(Image point grounding data)

-- Opening Marker --

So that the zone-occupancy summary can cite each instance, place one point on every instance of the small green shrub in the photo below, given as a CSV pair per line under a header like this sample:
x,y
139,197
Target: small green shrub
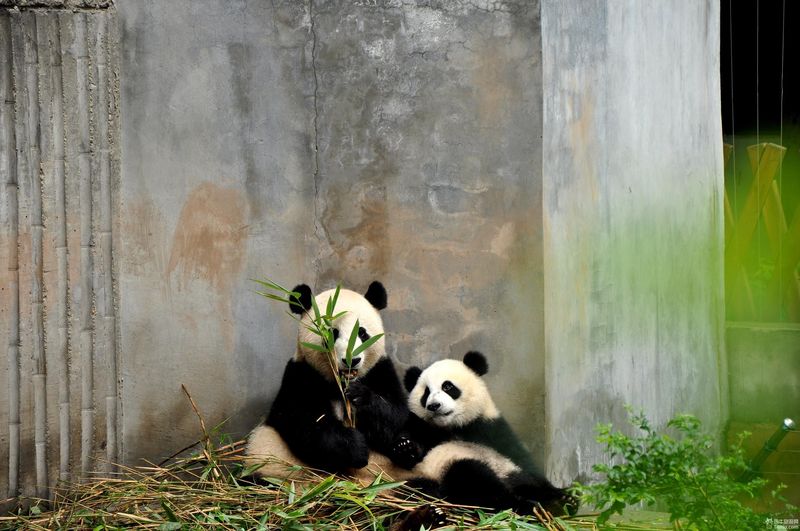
x,y
680,473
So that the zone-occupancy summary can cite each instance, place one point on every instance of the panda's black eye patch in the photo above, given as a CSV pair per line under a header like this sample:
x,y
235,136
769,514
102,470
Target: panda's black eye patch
x,y
450,388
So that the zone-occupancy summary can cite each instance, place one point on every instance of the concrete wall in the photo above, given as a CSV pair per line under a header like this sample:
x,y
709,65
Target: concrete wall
x,y
764,372
323,142
349,141
632,185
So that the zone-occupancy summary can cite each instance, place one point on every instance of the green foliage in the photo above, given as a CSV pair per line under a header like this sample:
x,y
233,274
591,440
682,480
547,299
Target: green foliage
x,y
679,472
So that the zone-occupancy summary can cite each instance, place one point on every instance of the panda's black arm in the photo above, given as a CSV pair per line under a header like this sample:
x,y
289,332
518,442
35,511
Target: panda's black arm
x,y
303,416
498,435
381,409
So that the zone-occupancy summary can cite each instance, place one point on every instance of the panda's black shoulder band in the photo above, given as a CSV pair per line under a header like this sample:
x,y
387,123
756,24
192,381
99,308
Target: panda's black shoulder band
x,y
304,299
376,295
477,362
411,377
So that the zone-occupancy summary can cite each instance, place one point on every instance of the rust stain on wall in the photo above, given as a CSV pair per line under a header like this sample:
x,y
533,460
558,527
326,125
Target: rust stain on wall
x,y
495,82
209,244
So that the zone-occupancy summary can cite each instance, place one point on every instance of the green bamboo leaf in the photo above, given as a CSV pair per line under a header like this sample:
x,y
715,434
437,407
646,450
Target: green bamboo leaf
x,y
351,343
317,315
316,490
366,344
378,487
274,297
170,513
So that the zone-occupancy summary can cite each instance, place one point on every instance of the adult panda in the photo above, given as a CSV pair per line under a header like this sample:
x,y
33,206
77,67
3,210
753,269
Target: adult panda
x,y
464,448
305,424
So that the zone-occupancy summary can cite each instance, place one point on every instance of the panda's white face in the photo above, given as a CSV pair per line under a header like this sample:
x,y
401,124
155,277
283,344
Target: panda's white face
x,y
450,394
355,308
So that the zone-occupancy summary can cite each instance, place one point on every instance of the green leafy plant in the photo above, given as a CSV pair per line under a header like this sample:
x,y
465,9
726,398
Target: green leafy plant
x,y
321,324
696,487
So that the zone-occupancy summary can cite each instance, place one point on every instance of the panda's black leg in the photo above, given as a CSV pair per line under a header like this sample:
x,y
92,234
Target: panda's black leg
x,y
532,490
471,482
406,453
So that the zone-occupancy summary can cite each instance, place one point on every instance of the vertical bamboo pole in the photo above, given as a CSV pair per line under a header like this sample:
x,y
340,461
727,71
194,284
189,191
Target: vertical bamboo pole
x,y
31,55
85,193
8,168
60,241
105,234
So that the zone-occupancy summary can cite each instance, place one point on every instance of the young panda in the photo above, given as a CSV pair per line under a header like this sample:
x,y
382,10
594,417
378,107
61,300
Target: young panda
x,y
464,447
304,425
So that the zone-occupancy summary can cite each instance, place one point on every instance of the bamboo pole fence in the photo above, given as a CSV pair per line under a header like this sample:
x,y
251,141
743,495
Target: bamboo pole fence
x,y
57,208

-- Closing Marker --

*WHAT THE EXERCISE ASKS*
Where a picture appears, skip it and copy the rest of the data word for word.

*YOUR SOLUTION*
So that the zone-occupancy summary can cite each instance, place one point on every instance of the small green shrub in the photo below, given as a CSV pair per line under a header like this sample:
x,y
139,197
Target: small green shrub
x,y
680,473
So that the zone-occupancy summary can cite each instance, place one point on every instance of the panda's black eye patch in the photo above, given as a CSV pair per line under a header like this sample:
x,y
235,136
769,514
102,470
Target: panda's black eye patch
x,y
450,388
So that the zone-occupancy summary can cite each instance, place one point on every instance of the concrete wall in the photo above, given as a CSV pair per line under a header like this sample:
x,y
709,65
Target: concrete wall
x,y
764,372
323,142
349,141
632,185
So that the zone-occupancy summary can cite each instance, place one point on every instance of the green foliage in the photo above, given as a CSV pair per line under a header like this sample:
x,y
233,274
591,440
682,480
547,299
Target: green foliage
x,y
679,472
So that the zone-occupancy summary can cite each instance, place one point on every instance of the panda's black arm in the photo above, given as a CSV pair per line under a header like this sample:
x,y
289,332
518,442
35,511
Target: panda's black arm
x,y
303,416
498,435
381,409
So that the zone-occupancy summary can cite each instance, place one point on every instance of the panda's black shoulder band in the photo above, given as a CSV pair per line under a header like this sample:
x,y
387,123
756,24
192,381
99,308
Target: panda's black shoulder band
x,y
304,299
376,295
477,362
411,377
So that the zone-occupancy summary can cite each instance, place one point on every instance of the rust stain on wall in the photo above, given as a CSV pair per line under a header like this sample:
x,y
533,460
558,527
326,125
Target: rust stain on wall
x,y
495,82
209,244
So that the zone-occupancy summary can cite each instance, place one point on every instance of the green bamboo leaf in the photo above, given as a CSV pair per line under a header like this sample:
x,y
715,434
437,407
646,450
Target: green bamboo leaf
x,y
351,343
317,315
316,490
366,344
378,487
274,297
170,513
So that the zone-occupancy summary can cite each instance, place one point on every instance of the adult panda in the photo above, given as a CSV pair per line under a header like this sample:
x,y
33,206
77,67
3,210
753,269
Target: adult panda
x,y
464,448
305,424
So that the zone-occupancy summary can cite each instance, place one point on every instance of the panda's white face in the photo above, given as a CSV pair per line under a header like this sample:
x,y
401,124
155,277
283,344
Target: panda's white face
x,y
450,394
355,308
So that the zone-occupancy summary can cite each instance, place one point on every instance of the green leafy plant in the photo above, given as a CSV pair per line under a header like this sample:
x,y
465,9
726,398
Target: green leafy plant
x,y
321,324
696,487
So that the zone-occupancy summary can cite each instance, place one point on every instance of the panda's black leg in the photo above, given as a CSV pair per line under a header like this sample:
x,y
92,234
Target: panda's black leg
x,y
532,490
471,482
406,453
So that the zone-occupancy summary can cite each instance, place one point on every instance of the vertical bamboo pole in the photo above, given as a CSV pair per line under a header like this sample:
x,y
340,461
727,71
194,284
189,191
Target: vertical bamboo pole
x,y
31,55
85,193
8,168
60,241
105,234
So that the zone-occupancy summary can cite each instance, place one point on every instance of the young panda in the photo above, given as a CSV pair per line under a header like this sample:
x,y
382,10
594,417
378,107
61,300
Target: young panda
x,y
464,447
304,425
So that the zone-occupancy summary can cite each instance, place one point on every instance of the bamboo pole fence in the photo above, given as a CSV pair per line under a header like this sample:
x,y
251,141
743,495
Target: bamboo pole fence
x,y
57,208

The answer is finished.